• Datos de entrada

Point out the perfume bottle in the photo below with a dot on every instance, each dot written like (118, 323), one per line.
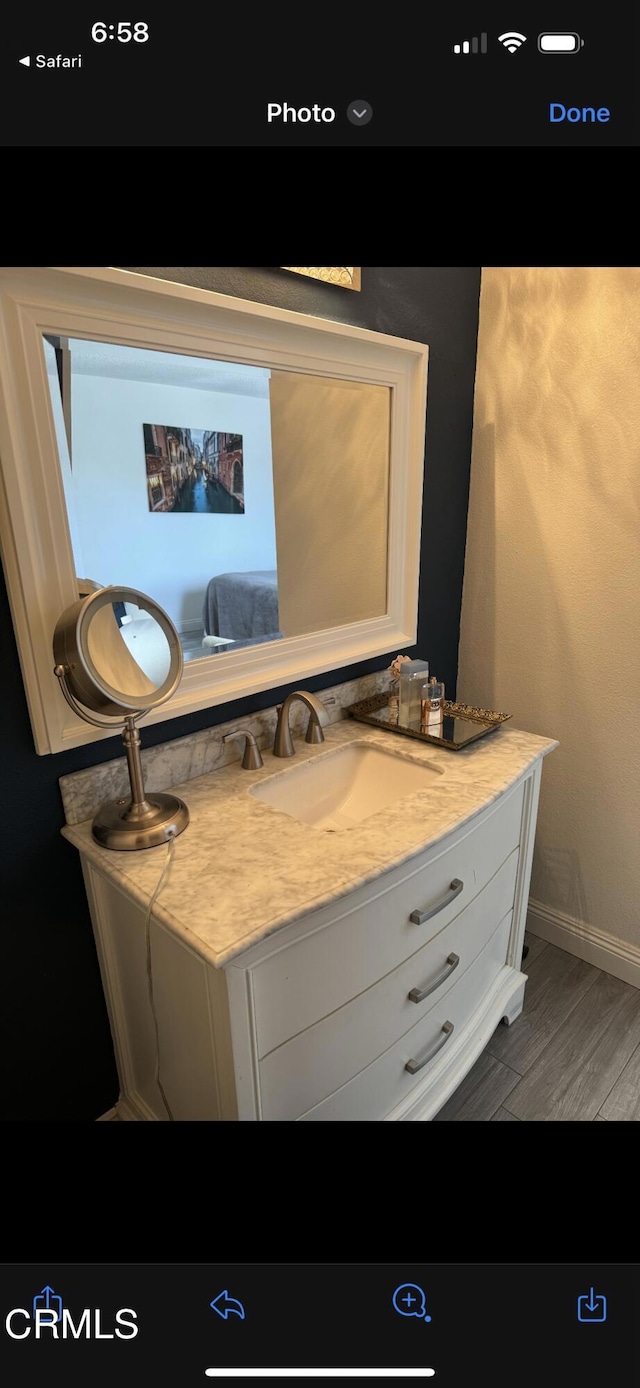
(432, 708)
(413, 680)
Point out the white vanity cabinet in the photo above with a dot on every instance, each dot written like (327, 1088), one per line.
(371, 1008)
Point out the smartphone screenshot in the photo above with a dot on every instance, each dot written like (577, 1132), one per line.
(456, 1324)
(511, 75)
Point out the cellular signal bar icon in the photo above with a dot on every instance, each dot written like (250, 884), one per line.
(471, 45)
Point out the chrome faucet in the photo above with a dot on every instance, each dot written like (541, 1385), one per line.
(318, 719)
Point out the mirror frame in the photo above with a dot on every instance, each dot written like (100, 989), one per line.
(114, 306)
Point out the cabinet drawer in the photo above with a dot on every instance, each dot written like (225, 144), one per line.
(346, 952)
(378, 1088)
(318, 1061)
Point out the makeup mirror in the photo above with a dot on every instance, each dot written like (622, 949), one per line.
(117, 654)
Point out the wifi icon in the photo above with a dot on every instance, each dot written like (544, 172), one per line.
(512, 40)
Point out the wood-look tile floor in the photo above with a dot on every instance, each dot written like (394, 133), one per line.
(572, 1055)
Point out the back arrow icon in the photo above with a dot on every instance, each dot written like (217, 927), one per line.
(225, 1305)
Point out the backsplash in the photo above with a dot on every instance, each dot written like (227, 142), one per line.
(182, 759)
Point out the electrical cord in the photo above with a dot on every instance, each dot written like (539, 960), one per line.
(147, 948)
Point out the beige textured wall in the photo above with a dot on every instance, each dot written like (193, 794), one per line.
(331, 487)
(550, 625)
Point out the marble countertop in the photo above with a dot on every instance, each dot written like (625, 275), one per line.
(243, 869)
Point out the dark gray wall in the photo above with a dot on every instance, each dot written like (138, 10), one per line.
(56, 1047)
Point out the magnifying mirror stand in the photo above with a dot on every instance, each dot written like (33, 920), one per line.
(143, 821)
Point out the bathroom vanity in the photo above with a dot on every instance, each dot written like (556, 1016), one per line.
(308, 972)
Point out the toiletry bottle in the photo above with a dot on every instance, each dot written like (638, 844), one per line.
(413, 680)
(432, 712)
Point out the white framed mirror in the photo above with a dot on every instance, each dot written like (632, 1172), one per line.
(236, 461)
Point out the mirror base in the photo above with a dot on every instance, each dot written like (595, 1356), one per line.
(167, 818)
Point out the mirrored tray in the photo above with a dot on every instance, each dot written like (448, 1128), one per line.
(461, 722)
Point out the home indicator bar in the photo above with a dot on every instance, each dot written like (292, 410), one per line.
(320, 1373)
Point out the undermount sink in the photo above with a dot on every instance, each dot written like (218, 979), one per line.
(342, 789)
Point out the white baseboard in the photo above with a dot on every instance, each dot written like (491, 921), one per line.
(596, 947)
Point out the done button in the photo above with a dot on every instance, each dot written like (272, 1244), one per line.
(578, 114)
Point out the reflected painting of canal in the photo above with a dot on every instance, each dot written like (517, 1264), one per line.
(193, 469)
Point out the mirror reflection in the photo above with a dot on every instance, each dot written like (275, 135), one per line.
(128, 648)
(251, 503)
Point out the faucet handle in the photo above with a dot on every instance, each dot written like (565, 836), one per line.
(314, 730)
(251, 761)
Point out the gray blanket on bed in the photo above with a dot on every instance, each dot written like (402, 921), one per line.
(242, 605)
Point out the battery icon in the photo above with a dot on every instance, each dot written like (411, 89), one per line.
(560, 42)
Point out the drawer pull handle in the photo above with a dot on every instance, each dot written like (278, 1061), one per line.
(413, 1066)
(419, 994)
(419, 916)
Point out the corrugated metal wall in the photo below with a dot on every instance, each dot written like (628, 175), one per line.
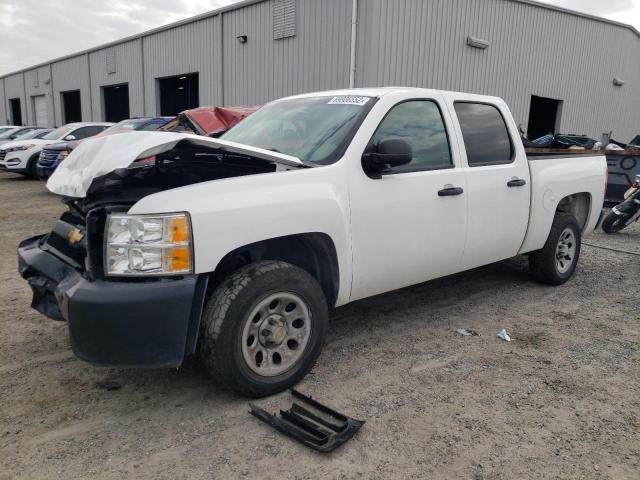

• Ejercicio propuesto
Localiza en las filas de arriba cada línea que contenga la palabra "cabinet" y cópiala, por favor.

• Resultado obtenido
Point out the white vanity cabinet in the photo above with a dot on every instance, each dot written like (327, 1088), one per line.
Point out the cabinet drawer in the photo above with a dot on every instance, each dot written like (225, 144), one per line.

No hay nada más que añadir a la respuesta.